### The input

════════════════════

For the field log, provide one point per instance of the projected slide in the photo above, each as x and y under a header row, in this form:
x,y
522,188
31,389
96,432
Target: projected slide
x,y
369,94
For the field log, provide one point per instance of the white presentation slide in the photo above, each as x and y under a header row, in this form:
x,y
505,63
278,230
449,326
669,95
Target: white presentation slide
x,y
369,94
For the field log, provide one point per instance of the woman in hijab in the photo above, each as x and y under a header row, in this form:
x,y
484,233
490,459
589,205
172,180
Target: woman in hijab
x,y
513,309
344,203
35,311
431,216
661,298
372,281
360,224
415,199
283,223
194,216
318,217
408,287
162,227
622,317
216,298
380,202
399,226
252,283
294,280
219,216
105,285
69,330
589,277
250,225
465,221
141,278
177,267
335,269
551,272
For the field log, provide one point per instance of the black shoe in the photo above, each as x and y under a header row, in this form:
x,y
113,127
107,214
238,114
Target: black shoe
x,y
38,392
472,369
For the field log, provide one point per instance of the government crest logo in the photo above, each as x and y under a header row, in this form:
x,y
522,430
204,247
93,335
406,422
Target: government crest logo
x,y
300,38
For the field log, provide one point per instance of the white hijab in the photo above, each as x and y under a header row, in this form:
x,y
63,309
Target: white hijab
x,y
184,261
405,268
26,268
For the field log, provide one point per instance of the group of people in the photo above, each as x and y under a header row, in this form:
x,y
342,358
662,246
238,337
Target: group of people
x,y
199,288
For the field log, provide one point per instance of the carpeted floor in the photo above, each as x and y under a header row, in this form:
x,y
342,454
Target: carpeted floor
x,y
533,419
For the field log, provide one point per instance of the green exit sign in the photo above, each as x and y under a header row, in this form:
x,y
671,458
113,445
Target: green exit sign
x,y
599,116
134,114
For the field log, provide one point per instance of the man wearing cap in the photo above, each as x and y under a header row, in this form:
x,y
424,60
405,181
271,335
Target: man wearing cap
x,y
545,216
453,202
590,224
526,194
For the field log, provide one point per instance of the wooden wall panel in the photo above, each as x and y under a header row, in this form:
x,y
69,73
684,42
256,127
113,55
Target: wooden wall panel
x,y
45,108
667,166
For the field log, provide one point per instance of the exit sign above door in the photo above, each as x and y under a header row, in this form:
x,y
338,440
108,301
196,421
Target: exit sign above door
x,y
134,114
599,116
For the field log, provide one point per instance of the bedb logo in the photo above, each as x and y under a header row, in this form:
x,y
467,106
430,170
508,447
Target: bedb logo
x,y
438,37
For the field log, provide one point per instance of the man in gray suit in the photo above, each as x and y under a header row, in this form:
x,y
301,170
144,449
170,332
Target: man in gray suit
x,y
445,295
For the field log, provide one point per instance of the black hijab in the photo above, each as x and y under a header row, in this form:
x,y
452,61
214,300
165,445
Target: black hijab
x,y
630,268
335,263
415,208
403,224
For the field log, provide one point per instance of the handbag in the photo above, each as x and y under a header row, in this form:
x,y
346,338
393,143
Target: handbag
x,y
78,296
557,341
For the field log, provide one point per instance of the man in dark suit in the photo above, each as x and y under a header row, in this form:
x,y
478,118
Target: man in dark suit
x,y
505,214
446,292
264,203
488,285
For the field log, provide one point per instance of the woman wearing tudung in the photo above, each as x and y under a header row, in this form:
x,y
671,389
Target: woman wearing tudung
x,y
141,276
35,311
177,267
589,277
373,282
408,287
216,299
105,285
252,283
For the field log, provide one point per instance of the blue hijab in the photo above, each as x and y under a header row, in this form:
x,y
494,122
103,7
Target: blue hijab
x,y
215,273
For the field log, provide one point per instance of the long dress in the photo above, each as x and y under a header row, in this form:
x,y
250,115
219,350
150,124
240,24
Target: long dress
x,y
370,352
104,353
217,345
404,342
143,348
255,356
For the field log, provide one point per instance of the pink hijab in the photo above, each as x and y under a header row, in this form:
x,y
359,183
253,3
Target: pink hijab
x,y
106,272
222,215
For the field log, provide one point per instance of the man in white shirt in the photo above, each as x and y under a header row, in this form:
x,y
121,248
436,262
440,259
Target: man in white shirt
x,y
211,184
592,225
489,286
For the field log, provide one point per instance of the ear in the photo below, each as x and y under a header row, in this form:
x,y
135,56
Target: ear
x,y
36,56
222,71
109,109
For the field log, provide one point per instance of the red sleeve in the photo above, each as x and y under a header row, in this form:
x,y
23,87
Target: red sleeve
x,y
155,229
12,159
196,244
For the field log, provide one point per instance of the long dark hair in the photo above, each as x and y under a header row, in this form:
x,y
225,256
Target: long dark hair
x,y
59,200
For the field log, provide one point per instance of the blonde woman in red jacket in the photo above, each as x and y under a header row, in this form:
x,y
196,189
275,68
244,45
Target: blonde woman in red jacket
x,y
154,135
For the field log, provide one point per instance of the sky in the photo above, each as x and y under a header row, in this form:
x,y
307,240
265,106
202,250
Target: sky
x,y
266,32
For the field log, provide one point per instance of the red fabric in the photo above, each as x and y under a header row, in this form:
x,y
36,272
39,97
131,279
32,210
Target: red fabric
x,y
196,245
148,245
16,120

════════════════════

### Exercise instructions
Reproduce all of the material above with "field log" swapped for "survey record" at every occurrence, leaving everything else untouched.

### The response
For the survey record, provide one point per instance of the projected slide in the photo above, each as x and y under a header row, in this form:
x,y
522,188
31,389
96,432
Target: projected slide
x,y
369,94
For the survey record, provide one point per instance of the white presentation slide in the photo above, each as x and y under a header row, in this form:
x,y
505,63
278,230
449,326
669,95
Target: white presentation slide
x,y
369,94
For the survey record, provide one point per instance of the woman in hijab in the photo above, each as x and y under a header row, in this form:
x,y
484,233
490,459
589,205
172,180
Target: woman in hijab
x,y
513,309
344,203
35,311
431,216
661,298
372,281
360,224
415,199
283,223
194,216
318,217
408,287
162,227
622,317
216,298
380,202
399,226
252,283
294,280
219,216
105,285
69,330
589,277
250,225
465,221
141,278
177,267
335,269
551,272
For the survey record, provide one point per instance of the black shoe in the photo above, each as x and y under a header row, in this form:
x,y
113,127
107,214
238,114
Target: black shoe
x,y
38,392
472,369
For the survey record, provide one point per instance of the government crest logo in the photo above, each as x and y under a header row, in this form:
x,y
522,430
204,247
93,335
406,422
Target: government crest logo
x,y
300,38
For the survey record, provide one point per instance of the white hijab in the photo above, each as x and y under a header row, in this form:
x,y
63,309
Target: white hijab
x,y
184,261
405,268
26,268
For the survey record, provide one point per instance of the group of people in the photo above, each as x and y under a header row, in this form:
x,y
342,358
662,246
238,337
Target: group of people
x,y
199,288
For the survey record, provide one point per instance of the carpeted floor in the photo above, each as x and y under a header row, in this form:
x,y
342,454
Target: carpeted floor
x,y
533,419
For the survey record, provide one point per instance of the green exit sign in the photo above, each as x and y under a header row, in this form:
x,y
671,458
113,445
Target: green exit sign
x,y
599,116
134,114
For the survey record, provide one point per instance of the man wearing cap in the photo above, each as x and y under a header row, in this form:
x,y
424,60
405,181
271,335
Target: man wearing cap
x,y
545,216
453,202
590,224
526,194
For the survey record, provide one point per instance of the wooden wall panel in the photo above, each as x and y under a header row, in this form:
x,y
69,73
684,42
256,127
113,55
Target: wooden wall panel
x,y
45,108
667,166
For the survey record, provide one point per instance of the exit sign above door in the photo above, each as x and y under a header row, in this form:
x,y
338,440
108,301
196,421
Target: exit sign above door
x,y
134,114
599,116
For the survey record, provide one point per instance of the bedb logo in the photo above, each as x and y under a header row, in this form:
x,y
467,106
430,170
508,447
Target: bedb logo
x,y
438,37
For the survey record, provide one point per instance of the man in gray suit in the photo above, each as x and y under a header row, in this form:
x,y
301,170
144,449
170,332
Target: man in gray suit
x,y
445,295
For the survey record, provide one point per instance of the black hijab in the photo above, each as x and y under a header row, in this form:
x,y
452,61
214,300
165,445
Target: black hijab
x,y
630,268
335,263
415,208
403,224
For the survey record, provide one point per instance of the handbag in the photo above, each as x and y under a header row, in this form:
x,y
346,338
393,143
Target: handbag
x,y
78,296
557,341
For the survey record, provide one point per instance of the man in dark suit in the photo above, each as x and y under a header row, in this form:
x,y
478,118
Target: man in dark suit
x,y
505,214
446,292
264,203
488,285
For the survey record, provide one point per instance of the woman wearing tudung in the photo above, each as x and y under a header row, in this form:
x,y
671,389
Target: woman wearing tudung
x,y
141,276
35,311
177,267
589,277
373,282
408,287
216,299
105,285
252,283
For the survey record, provide one point per instance of the blue hijab in the photo above, each as x and y under a header row, in this form:
x,y
494,122
103,7
Target: blue hijab
x,y
215,273
For the survey record, provide one point per instance of the long dress in the photo above, each as x and y under a header row, in this form:
x,y
250,115
219,350
150,124
240,24
Target: long dress
x,y
370,352
104,353
217,345
404,342
143,348
255,356
For the survey record, provide one point per instance of the pink hijab in the photo above, each as x and y under a header row, in this form:
x,y
359,183
253,3
Target: pink hijab
x,y
106,272
222,215
For the survey record, provide one point per instance of the man in white shirt in the photo above, each as x and y under a header row, in this form:
x,y
121,248
436,262
440,259
Target: man in white shirt
x,y
211,184
592,225
489,286
For the survey record, provide one point per instance of the ear in the photo below, each as x and y under a header row, in this form:
x,y
135,56
Target: ear
x,y
36,56
222,71
109,109
For the survey record, provide one point per instance of the red sleeve in the photo above, each as x and y under a header row, in this form:
x,y
23,87
Target: red sleeve
x,y
155,229
12,159
196,244
For the survey record, provide one point per instance of the long dark hair in the photo above, each as x and y under a header row, in this form:
x,y
225,256
Target: long dark hair
x,y
59,200
For the survey record, provide one point per instance of the blonde woman in red jacket in the photo above, each as x and y under a header row, in this form:
x,y
196,189
275,68
244,45
Target: blonde woman in red jacket
x,y
154,135
For the survey record, provide one point per instance of the sky in the photo above, each as x and y under a header row, in this form:
x,y
307,240
265,106
202,250
Target: sky
x,y
266,32
For the survey record, provide one point per instance of the red fabric in the photo above, each as x and y under a header row, in this form:
x,y
36,272
39,97
131,279
32,210
Target: red fabric
x,y
196,245
148,245
16,120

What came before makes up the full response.